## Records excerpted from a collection
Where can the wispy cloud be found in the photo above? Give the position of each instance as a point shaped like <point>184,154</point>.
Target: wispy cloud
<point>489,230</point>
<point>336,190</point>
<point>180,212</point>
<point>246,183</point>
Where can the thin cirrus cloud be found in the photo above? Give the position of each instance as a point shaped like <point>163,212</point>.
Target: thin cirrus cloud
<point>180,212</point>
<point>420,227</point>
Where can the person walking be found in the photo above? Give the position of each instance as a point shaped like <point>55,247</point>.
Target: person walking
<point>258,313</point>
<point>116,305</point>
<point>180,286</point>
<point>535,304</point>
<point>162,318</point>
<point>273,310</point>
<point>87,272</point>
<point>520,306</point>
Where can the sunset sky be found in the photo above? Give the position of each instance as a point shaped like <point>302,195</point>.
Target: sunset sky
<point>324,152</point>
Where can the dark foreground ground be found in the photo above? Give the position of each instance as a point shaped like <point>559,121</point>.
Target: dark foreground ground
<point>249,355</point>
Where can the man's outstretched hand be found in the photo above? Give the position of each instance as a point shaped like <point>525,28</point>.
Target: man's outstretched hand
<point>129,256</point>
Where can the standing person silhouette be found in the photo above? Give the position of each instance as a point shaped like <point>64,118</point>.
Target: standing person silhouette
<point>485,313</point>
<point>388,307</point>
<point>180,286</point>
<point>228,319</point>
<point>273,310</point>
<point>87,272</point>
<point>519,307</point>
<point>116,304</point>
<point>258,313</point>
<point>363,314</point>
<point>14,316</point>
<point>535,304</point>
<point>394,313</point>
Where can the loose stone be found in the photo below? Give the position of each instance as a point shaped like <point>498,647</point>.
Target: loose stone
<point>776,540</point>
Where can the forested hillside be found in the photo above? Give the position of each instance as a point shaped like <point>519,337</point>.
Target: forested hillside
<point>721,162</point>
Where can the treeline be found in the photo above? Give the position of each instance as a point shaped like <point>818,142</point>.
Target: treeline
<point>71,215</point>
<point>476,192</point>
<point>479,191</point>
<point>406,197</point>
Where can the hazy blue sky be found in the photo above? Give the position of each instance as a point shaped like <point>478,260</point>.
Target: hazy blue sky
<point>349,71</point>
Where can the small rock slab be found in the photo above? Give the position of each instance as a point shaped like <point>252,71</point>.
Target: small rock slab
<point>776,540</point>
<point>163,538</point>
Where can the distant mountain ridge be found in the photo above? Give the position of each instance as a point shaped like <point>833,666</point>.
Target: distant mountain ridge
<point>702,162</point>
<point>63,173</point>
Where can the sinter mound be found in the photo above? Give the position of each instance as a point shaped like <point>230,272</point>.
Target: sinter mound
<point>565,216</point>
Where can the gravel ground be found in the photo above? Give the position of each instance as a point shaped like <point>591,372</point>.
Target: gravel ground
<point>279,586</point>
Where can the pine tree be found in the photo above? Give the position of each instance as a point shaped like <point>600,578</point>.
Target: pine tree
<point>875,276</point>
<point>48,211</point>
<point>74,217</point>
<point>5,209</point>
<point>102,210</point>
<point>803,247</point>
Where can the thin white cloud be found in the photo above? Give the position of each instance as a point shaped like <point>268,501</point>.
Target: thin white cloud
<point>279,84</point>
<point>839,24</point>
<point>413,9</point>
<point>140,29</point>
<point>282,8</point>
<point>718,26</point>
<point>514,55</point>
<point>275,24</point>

## To be done
Convert the material above into a JSON list of strings with one string per line, leaving out any blank lines.

## Finished task
[
  "Where can the wispy cloud be found in the photo above? Give the position of each instance as a point shaped like <point>184,154</point>.",
  "Target: wispy cloud",
  "<point>489,230</point>",
  "<point>336,190</point>",
  "<point>180,212</point>",
  "<point>246,183</point>",
  "Where can the thin cirrus cloud be found in the photo above? Give the position of each instance as a point shaped like <point>163,212</point>.",
  "Target: thin cirrus cloud",
  "<point>180,212</point>",
  "<point>420,227</point>",
  "Where can the person walking be found in the photo above? Give the position of each instance as a point shaped like <point>55,247</point>.",
  "Target: person walking",
  "<point>258,313</point>",
  "<point>116,305</point>",
  "<point>180,286</point>",
  "<point>535,304</point>",
  "<point>162,318</point>",
  "<point>273,310</point>",
  "<point>87,272</point>",
  "<point>520,306</point>",
  "Where can the sunset sky be found in the photo above? Give the position of each instance as a point shaped like <point>302,195</point>.",
  "Target: sunset sky",
  "<point>324,152</point>",
  "Where can the dark foreground ground be found in the photo above? Give the position of each instance as a point shaped like <point>559,121</point>.",
  "Target: dark foreground ground",
  "<point>249,355</point>",
  "Where can the man's outstretched hand be found in the photo above? Give the position of each instance as a point shaped like <point>525,28</point>.",
  "Target: man's outstretched hand",
  "<point>129,256</point>",
  "Where can the standing person silhouette be found in the photo above? Give the position of each instance as a point shaped like <point>64,118</point>.",
  "Target: standing person silhouette",
  "<point>485,313</point>",
  "<point>388,307</point>",
  "<point>180,286</point>",
  "<point>228,319</point>",
  "<point>273,310</point>",
  "<point>87,272</point>",
  "<point>519,307</point>",
  "<point>116,304</point>",
  "<point>258,313</point>",
  "<point>363,314</point>",
  "<point>14,316</point>",
  "<point>535,304</point>",
  "<point>394,313</point>",
  "Where can the loose stone be found in the photo below? Give the position of each instance as a point shaped like <point>498,647</point>.",
  "Target: loose stone",
  "<point>776,540</point>",
  "Where can the forested hillside be found in the photo above? Give the position of each instance as a point shaped like <point>519,337</point>.",
  "Target: forested hillside",
  "<point>721,162</point>",
  "Where can the treeline be found in the photo above? Give the position of each instance as a point shaped like <point>818,142</point>.",
  "Target: treeline",
  "<point>71,215</point>",
  "<point>476,192</point>",
  "<point>479,191</point>",
  "<point>406,197</point>",
  "Where can the hazy blue sky be found in the photo above? Give the position of each instance as a point shaped like <point>478,260</point>.",
  "Target: hazy blue sky",
  "<point>349,71</point>",
  "Where can the small rock slab be found in the photo above? Give the position of each instance as a point shaped like <point>252,71</point>.",
  "Target: small rock slab",
  "<point>776,540</point>",
  "<point>163,538</point>",
  "Where can the distant mountain ridge be found in the photo above? Give the position of each instance as a point shaped like <point>833,666</point>.",
  "Target: distant mountain ridge",
  "<point>702,162</point>",
  "<point>63,173</point>",
  "Where can the sinter mound be found in the photo above? Give the position of each instance as a point shaped like <point>230,272</point>.",
  "Target: sinter mound",
  "<point>565,216</point>",
  "Where can the gravel ground be found in the photo above? Give the position of each instance as a point shaped like <point>591,372</point>.",
  "Target: gravel ground",
  "<point>279,586</point>",
  "Where can the pine tree be found in the photo above? Give the position of each instance as a point shaped like <point>600,578</point>.",
  "Target: pine tree",
  "<point>875,276</point>",
  "<point>48,211</point>",
  "<point>74,217</point>",
  "<point>5,209</point>",
  "<point>102,210</point>",
  "<point>803,247</point>",
  "Where can the thin white cloud be found in the photo above? Give the position of each instance as a point shaped like <point>268,501</point>.",
  "Target: thin white cloud",
  "<point>279,84</point>",
  "<point>839,24</point>",
  "<point>413,9</point>",
  "<point>140,29</point>",
  "<point>282,8</point>",
  "<point>718,26</point>",
  "<point>514,55</point>",
  "<point>275,24</point>"
]